Exercises to complete:
- A) Using the Director description, decide whether each statement agrees with it: (i) Director is released under the BSD-3-Clause license; (ii) Director is less flexible than OTP/Supervisor; (iii) Director calls a callback function to handle a process crash. Answer yes or no for each and quote the deciding words.
- B) Extend the Director description, beginning after its final heading, "What is a supervisor? (for newbies)".

Extract to read:
----

It is a production-ready supervisor and manager for Erlang/Elixir processes that focuses on speed, performance and flexibility.


Keywords
behaviour, elixir, elixir-library, erlang, erlang-library, erlang-process, flexible, manager, otp, supervisor
License
BSD-3-Clause

Documentation

directror travis test status Coverage Status

Welcome

directror

Director is a production-ready supervisor and manager for Erlang/Elixir processes that focuses on speed, performance and flexibility. Don't worry about replacing Director with OTP/Supervisor Because a Director process is responsive for all API functions of OTP/Supervisor module and has its own useful API functions too. This is more flexible than OTP/supervisor. Since Director calls callback-function to dealing with process crash, By changing code you can change strategy! To seeing all advantages just read this readme file.

What is a supervisor? (for newbies)

----

Stored data entries:
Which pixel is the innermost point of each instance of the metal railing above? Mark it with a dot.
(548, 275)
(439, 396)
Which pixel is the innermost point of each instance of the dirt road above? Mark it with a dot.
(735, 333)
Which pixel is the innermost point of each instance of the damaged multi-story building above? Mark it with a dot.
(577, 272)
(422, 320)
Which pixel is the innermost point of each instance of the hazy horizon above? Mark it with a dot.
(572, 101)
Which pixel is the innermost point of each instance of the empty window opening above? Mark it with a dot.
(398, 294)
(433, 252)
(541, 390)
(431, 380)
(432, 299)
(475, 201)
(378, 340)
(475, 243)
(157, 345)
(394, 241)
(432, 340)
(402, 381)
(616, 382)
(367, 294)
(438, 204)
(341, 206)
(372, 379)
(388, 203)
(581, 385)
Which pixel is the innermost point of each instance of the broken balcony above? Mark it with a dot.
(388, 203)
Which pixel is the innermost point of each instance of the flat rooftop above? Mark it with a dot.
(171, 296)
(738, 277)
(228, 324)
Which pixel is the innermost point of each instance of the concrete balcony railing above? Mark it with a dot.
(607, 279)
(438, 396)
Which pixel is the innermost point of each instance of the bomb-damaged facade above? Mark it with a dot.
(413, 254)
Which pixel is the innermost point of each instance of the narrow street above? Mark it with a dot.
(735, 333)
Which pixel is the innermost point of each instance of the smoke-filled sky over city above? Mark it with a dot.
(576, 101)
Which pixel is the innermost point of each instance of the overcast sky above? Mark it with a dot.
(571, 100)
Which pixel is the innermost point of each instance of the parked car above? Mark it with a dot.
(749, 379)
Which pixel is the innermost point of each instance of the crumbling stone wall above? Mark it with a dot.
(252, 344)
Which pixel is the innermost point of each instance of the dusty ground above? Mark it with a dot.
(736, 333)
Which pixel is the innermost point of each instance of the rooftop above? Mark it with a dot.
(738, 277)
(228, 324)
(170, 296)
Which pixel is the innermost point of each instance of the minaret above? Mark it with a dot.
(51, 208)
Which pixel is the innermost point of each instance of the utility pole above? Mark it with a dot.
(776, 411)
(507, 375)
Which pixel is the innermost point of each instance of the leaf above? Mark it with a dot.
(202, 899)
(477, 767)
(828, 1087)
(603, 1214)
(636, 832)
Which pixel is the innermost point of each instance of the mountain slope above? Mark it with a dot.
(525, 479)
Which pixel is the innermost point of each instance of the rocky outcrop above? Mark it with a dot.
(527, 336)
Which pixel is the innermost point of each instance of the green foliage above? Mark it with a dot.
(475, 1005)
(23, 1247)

----

Answers per task:
- A)
(i) Yes: "BSD-3-Clause"
(ii) No: "This is more flexible than OTP/supervisor."
(iii) Yes: "Since Director calls callback-function to dealing with process crash"

- B)
According to the Erlang's manual:  

A supervisor is a process that supervises other processes called child processes. A child process can either be another supervisor or a worker process. Supervisors are used to build a hierarchical process structure called a supervision tree, a nice way to structure a fault-tolerant application.   In Erlang we tell supervisors to start other processes. Every child process has its own options called childspec.

Features

  • Useful API functions:  
    • director:get_pid(DirectorRef, ChildId) gives pid of child if child is alive.  
    • director:get_pids(DirectorRef) gives pids of alive children.  
    • director:terminate_and_delete_child(DirectorRef, ChildId) terminates and deletes a child in one request.  
    • director:become_supervisor(DirectorRef, Pid, ChildSpec) makes Director supervisor of an alive process.  
    • director:get_restart_count(DirectorRef, ChildId) gives restart count of child (useful for debug).
    • All functions not listed here.
  • Director is an Erlang behaviour and every callback-module of this behaviour should has following callback-functions (See "How to use?" section for detailed explanation):
    • init/1: For initialization. Here you can define children database type, debug mode and childspecs of some children that you want to start them in initialize state.
    • handle_start/4: Will be called after starting each child process.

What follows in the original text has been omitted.